### Parts of the exercise
a) From the passage on the England Under-21 football team, set down the words between "The U-21 team" and "U21s' first result.", inclusive.
b) According to the passage on the England Under-21 football team, what was the team's first result?

### Document segment
England's national Under-21 football team, also known as England Under-21s or England U21(s), is considered to be the feeder team for the England national football team.

This team is for English players aged under 21 at the start of the calendar year in which a two-year European Under-21 Football Championship campaign begins, so some players can remain with the squad until the age of 23. As long as they are eligible, players can play for England at any level, making it possible to play for the U21s, senior side, and again for the U21s, as Jack Butland, Harry Kane and John Stones have done recently. It is also possible to play for one country at youth level and another at senior level (providing the player is eligible).

The U-21 team came into existence, following the realignment of UEFA's youth competitions, in 1976. A goalless draw in a friendly against Wales at Wolves' Molineux Stadium was England U21s' first result.

### Information shown
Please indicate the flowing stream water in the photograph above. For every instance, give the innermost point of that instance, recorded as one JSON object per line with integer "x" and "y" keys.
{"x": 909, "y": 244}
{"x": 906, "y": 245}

### Replies
a)
The U-21 team came into existence, following the realignment of UEFA's youth competitions, in 1976. A goalless draw in a friendly against Wales at Wolves' Molineux Stadium was England U21s' first result.

b) A goalless draw in a friendly against Wales at Wolves' Molineux Stadium.